> **Work order**: Type the data below again exactly. Omit all pictures.

Start of Data records

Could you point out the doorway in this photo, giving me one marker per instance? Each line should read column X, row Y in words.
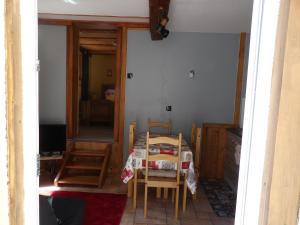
column 97, row 84
column 96, row 87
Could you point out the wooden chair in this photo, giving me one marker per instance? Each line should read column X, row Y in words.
column 166, row 125
column 163, row 178
column 132, row 137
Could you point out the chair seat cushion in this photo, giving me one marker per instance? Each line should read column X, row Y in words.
column 160, row 173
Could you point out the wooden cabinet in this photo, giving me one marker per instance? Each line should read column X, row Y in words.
column 213, row 145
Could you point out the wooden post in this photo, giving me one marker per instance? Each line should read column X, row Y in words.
column 239, row 81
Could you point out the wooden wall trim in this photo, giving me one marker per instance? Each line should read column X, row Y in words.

End of Data records

> **Response to the exercise**:
Could you point out the doorway in this photo, giving me one marker per instance? Each line should read column X, row Y in words.
column 97, row 84
column 96, row 87
Could you point out the wooden chair in this photo, giving me one marker per instance? Each line should read column X, row Y in words.
column 166, row 125
column 163, row 178
column 132, row 137
Could you point out the chair seat cushion in this photo, giving me one marker per instance? Each line should read column X, row Y in words.
column 160, row 173
Could you point out the wooden cabinet in this photo, giving me one marker per instance? Each line should read column X, row Y in words.
column 213, row 145
Could you point out the wooden post in this photo, giving me one marker per instance? Each line should read column X, row Y in words.
column 239, row 81
Could you point out the wooden wall trim in this photo, giving me one marker per instance? Each line should read column X, row Y in words.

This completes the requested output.